THE REQUEST: List each line in the data below that contains the word "blue", matching case exactly.

Point placement records:
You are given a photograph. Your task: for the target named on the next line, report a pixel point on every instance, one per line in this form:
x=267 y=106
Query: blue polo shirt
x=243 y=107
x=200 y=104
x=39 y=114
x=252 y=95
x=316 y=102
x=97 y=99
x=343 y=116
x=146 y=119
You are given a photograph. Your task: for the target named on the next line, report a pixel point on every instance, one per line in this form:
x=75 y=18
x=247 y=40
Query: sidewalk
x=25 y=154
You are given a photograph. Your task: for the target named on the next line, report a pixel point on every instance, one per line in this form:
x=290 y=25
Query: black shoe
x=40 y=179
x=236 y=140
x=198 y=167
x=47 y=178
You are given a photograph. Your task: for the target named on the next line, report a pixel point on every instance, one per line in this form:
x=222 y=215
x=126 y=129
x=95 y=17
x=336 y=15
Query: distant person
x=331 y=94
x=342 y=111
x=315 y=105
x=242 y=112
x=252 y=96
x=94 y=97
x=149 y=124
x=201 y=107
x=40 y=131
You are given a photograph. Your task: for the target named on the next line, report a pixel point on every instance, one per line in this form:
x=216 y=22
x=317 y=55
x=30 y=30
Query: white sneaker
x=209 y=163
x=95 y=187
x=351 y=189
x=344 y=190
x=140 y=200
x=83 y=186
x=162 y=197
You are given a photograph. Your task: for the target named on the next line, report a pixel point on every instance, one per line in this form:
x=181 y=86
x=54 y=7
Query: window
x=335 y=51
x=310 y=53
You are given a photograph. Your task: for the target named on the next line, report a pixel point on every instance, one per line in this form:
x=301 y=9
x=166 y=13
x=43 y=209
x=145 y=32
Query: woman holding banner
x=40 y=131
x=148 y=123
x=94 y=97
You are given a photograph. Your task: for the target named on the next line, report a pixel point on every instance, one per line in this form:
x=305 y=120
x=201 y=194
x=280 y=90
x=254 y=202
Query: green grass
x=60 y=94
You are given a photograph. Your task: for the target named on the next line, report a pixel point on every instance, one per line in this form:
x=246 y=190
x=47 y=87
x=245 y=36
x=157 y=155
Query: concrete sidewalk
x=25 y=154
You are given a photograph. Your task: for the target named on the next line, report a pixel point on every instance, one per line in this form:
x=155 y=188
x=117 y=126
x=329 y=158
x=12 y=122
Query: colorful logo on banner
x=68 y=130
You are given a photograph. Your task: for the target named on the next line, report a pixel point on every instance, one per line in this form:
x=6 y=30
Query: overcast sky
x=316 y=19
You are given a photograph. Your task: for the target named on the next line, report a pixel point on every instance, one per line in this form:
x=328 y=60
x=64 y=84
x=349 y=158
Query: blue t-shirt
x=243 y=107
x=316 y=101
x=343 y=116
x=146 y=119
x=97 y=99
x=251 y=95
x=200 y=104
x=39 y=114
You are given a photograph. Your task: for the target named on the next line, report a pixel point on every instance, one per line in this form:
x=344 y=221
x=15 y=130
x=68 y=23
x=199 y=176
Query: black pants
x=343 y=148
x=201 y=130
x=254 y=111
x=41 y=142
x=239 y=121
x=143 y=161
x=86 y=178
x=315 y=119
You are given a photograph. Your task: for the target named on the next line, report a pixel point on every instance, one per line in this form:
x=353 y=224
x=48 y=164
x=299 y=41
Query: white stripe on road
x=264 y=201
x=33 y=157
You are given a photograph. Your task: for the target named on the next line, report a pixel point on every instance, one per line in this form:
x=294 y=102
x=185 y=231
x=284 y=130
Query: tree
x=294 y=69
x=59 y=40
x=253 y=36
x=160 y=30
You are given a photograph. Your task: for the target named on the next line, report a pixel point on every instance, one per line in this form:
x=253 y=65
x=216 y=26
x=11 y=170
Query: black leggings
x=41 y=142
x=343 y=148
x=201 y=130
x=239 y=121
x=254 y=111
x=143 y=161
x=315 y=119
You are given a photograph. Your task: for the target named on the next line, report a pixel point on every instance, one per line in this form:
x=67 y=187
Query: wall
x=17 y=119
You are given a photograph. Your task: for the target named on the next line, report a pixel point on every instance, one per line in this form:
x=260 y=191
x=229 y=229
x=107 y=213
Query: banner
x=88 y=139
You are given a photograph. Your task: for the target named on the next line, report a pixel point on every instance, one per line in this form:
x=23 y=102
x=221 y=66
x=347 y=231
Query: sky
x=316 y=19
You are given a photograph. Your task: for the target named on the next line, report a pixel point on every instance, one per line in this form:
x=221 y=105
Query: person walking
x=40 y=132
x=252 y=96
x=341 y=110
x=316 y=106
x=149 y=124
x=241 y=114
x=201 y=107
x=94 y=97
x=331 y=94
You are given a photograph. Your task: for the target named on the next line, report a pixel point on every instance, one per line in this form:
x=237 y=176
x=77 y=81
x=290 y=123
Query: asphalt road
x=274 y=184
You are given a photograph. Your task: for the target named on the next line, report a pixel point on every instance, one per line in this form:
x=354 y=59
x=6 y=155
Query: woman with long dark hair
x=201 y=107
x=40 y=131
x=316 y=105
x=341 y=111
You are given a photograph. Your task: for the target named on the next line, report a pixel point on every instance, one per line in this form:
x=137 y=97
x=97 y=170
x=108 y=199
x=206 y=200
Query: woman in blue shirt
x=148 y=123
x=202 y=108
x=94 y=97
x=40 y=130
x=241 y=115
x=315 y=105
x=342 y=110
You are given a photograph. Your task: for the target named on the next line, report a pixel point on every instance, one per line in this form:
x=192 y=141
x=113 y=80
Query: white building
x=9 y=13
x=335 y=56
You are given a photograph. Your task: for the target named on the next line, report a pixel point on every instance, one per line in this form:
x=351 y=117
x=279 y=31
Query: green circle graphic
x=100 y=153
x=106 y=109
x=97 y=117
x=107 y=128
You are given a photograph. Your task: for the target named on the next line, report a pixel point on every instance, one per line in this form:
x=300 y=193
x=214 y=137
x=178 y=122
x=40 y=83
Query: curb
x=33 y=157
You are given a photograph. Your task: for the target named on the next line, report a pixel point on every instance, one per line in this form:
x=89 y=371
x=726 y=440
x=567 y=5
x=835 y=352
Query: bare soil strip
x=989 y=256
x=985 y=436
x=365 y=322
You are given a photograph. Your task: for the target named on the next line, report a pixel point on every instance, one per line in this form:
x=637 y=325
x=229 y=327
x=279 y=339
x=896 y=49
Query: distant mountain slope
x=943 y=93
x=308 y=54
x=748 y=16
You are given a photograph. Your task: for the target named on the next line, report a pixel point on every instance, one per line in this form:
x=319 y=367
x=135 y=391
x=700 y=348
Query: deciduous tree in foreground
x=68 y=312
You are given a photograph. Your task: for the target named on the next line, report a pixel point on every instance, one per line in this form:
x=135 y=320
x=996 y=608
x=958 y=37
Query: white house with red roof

SOLUTION TO THE PROBLEM:
Query: blue polo shirt
Query: blue t-shirt
Query: woman in blue shirt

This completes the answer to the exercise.